> **Exercise directions**
Collect every line of the material below that contains the word "positive", copying each line in full.

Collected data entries

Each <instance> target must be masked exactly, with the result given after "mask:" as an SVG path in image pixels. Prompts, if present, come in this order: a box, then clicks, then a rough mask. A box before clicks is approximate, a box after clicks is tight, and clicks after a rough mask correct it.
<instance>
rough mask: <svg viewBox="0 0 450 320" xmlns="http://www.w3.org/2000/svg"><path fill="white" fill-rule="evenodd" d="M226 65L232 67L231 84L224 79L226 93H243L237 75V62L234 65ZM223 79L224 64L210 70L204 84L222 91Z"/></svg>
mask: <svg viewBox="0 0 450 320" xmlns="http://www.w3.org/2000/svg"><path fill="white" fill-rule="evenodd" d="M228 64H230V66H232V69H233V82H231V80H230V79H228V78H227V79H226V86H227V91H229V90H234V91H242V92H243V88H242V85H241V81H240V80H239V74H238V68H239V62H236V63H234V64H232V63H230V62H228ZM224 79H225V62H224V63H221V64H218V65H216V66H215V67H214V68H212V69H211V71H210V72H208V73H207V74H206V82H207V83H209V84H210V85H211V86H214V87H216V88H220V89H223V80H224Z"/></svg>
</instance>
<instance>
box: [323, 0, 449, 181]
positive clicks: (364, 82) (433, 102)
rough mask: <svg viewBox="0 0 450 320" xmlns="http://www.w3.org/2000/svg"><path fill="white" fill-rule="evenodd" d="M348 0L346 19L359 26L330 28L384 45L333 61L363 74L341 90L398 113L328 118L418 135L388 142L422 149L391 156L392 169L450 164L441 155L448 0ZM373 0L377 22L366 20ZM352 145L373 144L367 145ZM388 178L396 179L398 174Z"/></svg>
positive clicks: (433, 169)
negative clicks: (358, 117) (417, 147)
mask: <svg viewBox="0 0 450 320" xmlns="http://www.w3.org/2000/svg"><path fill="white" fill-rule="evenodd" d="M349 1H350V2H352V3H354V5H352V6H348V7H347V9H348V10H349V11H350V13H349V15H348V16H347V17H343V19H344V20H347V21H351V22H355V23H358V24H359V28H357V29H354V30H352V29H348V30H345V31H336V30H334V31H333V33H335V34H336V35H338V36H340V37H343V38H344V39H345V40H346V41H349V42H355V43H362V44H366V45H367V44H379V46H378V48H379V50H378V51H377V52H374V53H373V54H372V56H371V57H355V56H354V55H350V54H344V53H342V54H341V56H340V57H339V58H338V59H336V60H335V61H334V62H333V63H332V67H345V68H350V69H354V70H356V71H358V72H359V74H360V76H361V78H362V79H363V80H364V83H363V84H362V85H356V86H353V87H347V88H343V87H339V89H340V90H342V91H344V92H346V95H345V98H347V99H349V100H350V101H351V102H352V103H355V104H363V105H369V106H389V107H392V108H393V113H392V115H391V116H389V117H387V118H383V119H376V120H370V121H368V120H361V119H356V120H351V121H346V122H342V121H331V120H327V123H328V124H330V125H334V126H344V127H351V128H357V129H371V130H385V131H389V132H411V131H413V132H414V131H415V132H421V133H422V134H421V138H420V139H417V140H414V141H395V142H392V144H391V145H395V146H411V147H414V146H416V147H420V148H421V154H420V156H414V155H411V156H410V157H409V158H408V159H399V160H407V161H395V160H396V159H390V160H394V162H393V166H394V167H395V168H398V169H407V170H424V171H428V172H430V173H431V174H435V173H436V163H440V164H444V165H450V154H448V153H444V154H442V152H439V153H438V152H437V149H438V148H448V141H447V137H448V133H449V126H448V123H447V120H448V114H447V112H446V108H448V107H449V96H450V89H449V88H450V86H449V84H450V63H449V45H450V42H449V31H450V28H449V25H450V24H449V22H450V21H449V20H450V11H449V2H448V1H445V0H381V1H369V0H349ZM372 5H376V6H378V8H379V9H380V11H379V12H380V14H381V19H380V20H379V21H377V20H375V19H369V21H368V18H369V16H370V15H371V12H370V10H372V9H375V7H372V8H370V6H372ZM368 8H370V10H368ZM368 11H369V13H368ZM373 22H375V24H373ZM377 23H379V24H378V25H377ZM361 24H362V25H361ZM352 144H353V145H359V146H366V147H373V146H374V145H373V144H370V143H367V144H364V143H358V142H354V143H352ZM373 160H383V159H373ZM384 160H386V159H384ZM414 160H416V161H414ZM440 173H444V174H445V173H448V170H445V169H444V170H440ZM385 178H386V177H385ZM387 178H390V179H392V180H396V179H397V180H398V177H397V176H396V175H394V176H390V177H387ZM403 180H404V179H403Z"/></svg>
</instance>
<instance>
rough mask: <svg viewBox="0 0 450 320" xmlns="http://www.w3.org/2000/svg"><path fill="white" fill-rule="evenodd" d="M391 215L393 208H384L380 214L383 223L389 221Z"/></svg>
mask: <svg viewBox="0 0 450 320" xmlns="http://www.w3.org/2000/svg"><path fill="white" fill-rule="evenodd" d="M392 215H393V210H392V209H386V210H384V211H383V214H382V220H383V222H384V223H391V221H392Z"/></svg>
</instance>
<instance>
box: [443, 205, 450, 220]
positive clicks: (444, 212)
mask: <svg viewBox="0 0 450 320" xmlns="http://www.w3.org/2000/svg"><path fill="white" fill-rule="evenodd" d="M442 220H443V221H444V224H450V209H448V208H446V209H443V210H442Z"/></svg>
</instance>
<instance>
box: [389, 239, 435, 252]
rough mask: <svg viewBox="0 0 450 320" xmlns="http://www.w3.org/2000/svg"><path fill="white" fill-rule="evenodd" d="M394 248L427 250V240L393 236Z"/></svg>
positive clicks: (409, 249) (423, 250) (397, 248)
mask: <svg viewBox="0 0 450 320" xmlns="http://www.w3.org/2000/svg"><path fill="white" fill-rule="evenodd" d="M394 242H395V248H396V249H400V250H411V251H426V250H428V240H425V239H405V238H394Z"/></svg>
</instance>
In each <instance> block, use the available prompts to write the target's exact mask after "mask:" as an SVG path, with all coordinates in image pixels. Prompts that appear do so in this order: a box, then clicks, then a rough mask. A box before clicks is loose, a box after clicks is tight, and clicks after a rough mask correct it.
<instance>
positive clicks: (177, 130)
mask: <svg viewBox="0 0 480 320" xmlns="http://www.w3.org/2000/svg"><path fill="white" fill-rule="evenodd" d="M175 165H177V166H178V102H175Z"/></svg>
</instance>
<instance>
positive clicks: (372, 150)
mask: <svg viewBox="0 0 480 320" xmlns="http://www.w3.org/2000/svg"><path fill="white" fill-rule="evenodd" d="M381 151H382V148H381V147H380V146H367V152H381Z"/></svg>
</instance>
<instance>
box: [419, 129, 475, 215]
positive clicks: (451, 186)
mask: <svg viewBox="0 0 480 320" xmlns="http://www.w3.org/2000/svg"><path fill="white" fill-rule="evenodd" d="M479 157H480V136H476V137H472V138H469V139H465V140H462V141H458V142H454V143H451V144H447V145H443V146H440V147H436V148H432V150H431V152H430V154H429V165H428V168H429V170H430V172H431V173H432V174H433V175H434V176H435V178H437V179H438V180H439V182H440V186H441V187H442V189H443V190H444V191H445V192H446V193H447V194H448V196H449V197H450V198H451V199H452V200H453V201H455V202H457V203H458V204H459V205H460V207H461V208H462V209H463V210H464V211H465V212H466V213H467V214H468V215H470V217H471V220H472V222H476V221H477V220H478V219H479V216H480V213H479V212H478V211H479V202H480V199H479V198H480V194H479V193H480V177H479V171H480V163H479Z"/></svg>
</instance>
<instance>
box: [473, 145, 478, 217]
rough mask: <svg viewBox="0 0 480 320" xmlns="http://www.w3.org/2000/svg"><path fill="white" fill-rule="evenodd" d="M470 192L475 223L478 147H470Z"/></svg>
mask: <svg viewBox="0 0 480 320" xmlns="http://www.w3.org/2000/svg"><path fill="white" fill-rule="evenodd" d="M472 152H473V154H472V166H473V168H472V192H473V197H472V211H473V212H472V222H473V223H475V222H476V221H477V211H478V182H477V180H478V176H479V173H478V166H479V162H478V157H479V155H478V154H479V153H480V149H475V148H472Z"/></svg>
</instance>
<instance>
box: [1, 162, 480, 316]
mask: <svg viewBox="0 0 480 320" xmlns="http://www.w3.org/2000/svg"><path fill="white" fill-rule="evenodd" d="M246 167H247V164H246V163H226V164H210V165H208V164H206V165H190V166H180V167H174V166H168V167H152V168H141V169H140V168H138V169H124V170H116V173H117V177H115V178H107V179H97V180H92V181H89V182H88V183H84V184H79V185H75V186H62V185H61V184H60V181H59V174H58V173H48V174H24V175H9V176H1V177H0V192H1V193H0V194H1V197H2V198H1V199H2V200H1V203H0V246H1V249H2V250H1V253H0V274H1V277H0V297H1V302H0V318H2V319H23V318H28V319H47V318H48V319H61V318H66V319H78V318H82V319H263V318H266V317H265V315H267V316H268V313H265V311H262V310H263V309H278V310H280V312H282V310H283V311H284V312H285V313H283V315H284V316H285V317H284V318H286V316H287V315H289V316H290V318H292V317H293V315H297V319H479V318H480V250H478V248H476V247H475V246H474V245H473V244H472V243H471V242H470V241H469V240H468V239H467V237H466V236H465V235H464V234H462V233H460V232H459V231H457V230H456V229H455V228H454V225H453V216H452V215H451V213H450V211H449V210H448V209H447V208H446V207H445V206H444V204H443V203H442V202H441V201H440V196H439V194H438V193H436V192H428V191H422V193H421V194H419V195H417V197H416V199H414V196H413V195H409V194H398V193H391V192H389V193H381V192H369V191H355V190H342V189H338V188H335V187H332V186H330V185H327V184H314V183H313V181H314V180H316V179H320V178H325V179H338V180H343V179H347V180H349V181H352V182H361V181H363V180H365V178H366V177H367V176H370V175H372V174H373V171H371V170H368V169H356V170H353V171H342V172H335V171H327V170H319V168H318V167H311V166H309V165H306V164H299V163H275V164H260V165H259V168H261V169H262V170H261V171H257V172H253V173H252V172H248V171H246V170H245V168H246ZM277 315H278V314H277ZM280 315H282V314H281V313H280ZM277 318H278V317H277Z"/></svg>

> **Answer space**
positive clicks: (364, 82) (433, 102)
positive clicks: (433, 169)
positive clicks: (444, 212)
positive clicks: (409, 249) (423, 250) (397, 248)
positive clicks: (177, 130)
positive clicks: (372, 150)
positive clicks: (451, 186)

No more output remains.